(To be done)
[1] Duplicate the relationship account from "It is because" up to and including "he was sobbing.".
[2] Summarize the relationship account in two sentences.

>> begin Selected passage

I have lived with my boyfriend for the last 15 years. I have felt trapped with him yet I loved him, because he had a good heart.
There is a lot of verbal abuse on his part and now physical. We share a house and several horses.
All of a sudden, after I inherited some money after my father died,  he wants us to get married. I made a confused face when he told me he wants us to be married.
It is because he wants to have some ownership of my inheritance and the business. Like he has nothing, everything is in my name.
His decisions in the past that fell through, make me not trust his judgement with money.
I fear if we got married, he would turn around and spend it uncontrollably.
I can honestly say- after years of being called names, from the C word to Fat to Old, I was caught off guard at his marriage statement.
He flew off the handle about my reaction and said I crushed him. A fight ensued for days. He seemed to have an emotional breakdown. I never saw him cry before, but he was sobbing.
Things seemed better and forgiven, but he thinks I should be kissing up to him, and showing him how sorry I am for hurting him.

>> end Selected passage
>> begin Dataset

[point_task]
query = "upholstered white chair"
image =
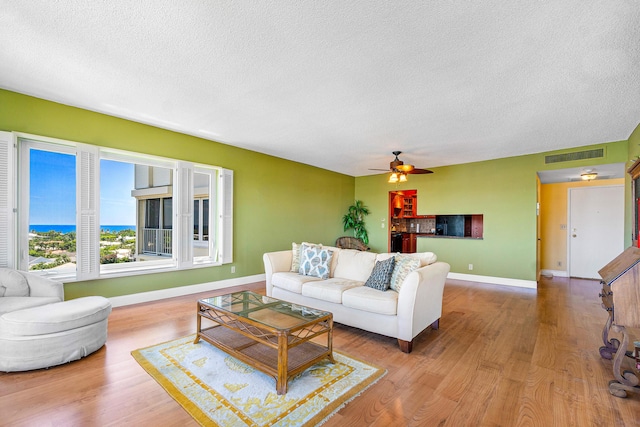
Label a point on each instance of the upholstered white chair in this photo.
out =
(38, 329)
(19, 290)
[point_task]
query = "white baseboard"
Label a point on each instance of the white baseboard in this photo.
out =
(554, 273)
(519, 283)
(182, 290)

>> end Dataset

(Solved problems)
[1]
It is because he wants to have some ownership of my inheritance and the business. Like he has nothing, everything is in my name.
His decisions in the past that fell through, make me not trust his judgement with money.
I fear if we got married, he would turn around and spend it uncontrollably.
I can honestly say- after years of being called names, from the C word to Fat to Old, I was caught off guard at his marriage statement.
He flew off the handle about my reaction and said I crushed him. A fight ensued for days. He seemed to have an emotional breakdown. I never saw him cry before, but he was sobbing.

[2] The writer has lived for 15 years with a boyfriend who is verbally and now physically abusive, and after the writer inherited money when the writer's father died, he suddenly wants to get married, which the writer sees as a bid for ownership of the inheritance and the business. When the writer reacted with surprise, he flew off the handle and a fight went on for days, and although things seemed forgiven, he now thinks the writer should be showing how sorry the writer is for hurting him.